What you will do. Pick out and copy each line of the items that contains the word "green". Case counts.

Recorded information.
# # # #

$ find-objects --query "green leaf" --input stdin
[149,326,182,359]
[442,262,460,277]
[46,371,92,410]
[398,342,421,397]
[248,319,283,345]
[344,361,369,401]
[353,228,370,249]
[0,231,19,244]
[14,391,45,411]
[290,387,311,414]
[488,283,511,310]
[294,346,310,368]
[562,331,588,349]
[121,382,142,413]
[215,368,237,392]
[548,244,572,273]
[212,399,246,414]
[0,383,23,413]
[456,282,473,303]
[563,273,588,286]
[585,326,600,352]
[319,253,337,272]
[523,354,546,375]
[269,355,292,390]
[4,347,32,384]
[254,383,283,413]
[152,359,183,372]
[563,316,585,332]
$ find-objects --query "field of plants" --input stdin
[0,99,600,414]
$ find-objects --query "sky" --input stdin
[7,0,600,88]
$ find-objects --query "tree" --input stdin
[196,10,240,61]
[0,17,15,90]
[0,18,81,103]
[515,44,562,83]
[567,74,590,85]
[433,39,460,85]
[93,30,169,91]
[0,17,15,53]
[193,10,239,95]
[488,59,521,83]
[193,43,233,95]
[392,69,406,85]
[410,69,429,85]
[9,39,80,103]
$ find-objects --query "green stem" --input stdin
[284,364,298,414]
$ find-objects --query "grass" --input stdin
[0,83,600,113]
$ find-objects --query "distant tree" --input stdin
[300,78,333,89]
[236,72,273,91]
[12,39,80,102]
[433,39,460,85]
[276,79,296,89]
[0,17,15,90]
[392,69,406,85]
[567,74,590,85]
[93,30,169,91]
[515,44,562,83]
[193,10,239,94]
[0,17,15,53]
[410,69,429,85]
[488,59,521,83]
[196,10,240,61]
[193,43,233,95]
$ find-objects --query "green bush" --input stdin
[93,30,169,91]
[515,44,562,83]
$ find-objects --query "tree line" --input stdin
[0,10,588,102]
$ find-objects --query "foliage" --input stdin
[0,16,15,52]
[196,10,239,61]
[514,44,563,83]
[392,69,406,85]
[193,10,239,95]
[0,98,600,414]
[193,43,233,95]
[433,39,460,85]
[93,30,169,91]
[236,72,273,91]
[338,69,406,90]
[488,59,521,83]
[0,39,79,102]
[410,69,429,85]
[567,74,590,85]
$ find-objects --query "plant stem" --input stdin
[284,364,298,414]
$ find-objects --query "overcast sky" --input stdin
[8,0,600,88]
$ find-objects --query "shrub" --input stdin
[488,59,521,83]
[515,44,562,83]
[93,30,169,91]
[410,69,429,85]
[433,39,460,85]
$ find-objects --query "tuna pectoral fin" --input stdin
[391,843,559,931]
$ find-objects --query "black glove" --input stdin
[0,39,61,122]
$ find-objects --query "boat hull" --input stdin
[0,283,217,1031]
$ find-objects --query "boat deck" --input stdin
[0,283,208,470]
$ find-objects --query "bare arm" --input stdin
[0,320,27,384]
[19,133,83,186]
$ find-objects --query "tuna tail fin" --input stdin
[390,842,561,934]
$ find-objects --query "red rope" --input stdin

# # # #

Result of this task.
$ find-objects --query "green leaf" --input stdin
$ find-objects --query "green stem" --input stdin
$ find-objects --query "green bush" --input stdin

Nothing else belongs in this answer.